- Opening Delimiter -
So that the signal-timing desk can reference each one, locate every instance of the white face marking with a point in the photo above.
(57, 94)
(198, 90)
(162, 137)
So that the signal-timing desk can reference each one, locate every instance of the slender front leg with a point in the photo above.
- Closing Delimiter -
The whole listing must be reproduced exactly. Do not skip a line.

So that the signal-timing desk can reference each one, locate every instance of the white face marking with a point in the photo above.
(57, 94)
(198, 90)
(162, 137)
So that the signal-timing desk can reference each one, locate every instance of the slender front leg with a point in the photo above.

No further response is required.